Records contained in a dataset
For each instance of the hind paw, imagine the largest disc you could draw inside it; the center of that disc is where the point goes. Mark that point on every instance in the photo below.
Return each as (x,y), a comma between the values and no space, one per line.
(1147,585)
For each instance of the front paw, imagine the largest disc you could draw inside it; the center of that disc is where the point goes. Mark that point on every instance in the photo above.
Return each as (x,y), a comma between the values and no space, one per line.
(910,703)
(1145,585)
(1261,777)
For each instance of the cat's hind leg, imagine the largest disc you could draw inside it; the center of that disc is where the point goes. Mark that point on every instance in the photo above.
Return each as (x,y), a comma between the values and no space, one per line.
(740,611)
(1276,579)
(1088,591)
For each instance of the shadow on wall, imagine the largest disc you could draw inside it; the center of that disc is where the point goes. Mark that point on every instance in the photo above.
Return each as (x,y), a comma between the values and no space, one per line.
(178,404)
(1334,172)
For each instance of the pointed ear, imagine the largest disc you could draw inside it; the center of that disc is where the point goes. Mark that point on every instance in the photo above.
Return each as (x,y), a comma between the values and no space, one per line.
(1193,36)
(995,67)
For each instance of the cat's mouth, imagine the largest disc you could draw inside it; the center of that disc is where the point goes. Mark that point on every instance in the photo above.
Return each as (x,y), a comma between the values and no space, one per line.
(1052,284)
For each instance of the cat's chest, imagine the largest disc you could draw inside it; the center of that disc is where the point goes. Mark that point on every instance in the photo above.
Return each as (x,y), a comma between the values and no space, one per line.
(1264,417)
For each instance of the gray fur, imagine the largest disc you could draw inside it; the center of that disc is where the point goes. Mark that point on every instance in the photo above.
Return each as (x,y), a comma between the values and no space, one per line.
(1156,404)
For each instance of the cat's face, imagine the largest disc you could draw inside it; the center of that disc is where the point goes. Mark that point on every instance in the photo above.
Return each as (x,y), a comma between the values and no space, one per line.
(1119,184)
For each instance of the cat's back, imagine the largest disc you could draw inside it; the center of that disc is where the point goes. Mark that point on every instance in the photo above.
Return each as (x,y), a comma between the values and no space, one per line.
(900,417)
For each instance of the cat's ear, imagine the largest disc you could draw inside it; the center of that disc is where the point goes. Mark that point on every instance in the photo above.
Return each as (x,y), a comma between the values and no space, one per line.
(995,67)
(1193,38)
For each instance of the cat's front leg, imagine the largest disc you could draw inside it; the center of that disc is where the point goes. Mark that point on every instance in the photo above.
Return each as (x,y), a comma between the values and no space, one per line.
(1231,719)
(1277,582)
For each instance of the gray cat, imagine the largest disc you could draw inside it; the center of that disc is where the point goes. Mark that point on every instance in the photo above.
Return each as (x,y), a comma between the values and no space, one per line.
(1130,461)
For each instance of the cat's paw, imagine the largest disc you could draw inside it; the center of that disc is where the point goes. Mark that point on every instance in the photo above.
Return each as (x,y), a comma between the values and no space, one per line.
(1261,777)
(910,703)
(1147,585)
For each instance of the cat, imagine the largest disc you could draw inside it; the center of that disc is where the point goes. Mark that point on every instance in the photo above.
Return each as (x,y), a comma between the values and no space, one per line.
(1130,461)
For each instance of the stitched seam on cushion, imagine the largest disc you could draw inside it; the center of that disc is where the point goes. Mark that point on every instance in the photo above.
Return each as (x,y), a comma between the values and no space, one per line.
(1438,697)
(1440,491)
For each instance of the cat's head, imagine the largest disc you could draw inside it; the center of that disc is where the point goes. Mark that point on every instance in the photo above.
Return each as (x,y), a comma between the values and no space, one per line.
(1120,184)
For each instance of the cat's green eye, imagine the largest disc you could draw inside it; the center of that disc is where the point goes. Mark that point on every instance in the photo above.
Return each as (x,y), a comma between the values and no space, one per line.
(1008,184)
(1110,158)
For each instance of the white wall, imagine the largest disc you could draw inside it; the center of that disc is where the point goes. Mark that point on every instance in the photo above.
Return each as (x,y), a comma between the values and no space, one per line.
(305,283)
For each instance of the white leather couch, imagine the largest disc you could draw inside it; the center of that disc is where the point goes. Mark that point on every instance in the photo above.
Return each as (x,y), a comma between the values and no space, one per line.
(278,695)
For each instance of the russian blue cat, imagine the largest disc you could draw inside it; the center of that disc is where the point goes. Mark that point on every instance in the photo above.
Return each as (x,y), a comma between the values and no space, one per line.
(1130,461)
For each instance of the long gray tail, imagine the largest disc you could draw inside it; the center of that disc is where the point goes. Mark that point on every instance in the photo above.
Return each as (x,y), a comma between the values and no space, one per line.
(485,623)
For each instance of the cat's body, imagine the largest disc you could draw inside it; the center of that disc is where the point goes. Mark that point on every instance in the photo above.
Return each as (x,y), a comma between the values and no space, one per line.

Task details - Check each line above for the word "wall" and copy the ones that have it.

Exercise response -
For each instance of the shadow on wall, imagine the largest disc you could draw inside it; the center of that disc is where the point goes. Mark that point on every instance in the photo above.
For each instance of the white wall, imagine the largest disc you could draw inside it; the center of that disc is where the point goes. Mark that point on every instance in the photo above.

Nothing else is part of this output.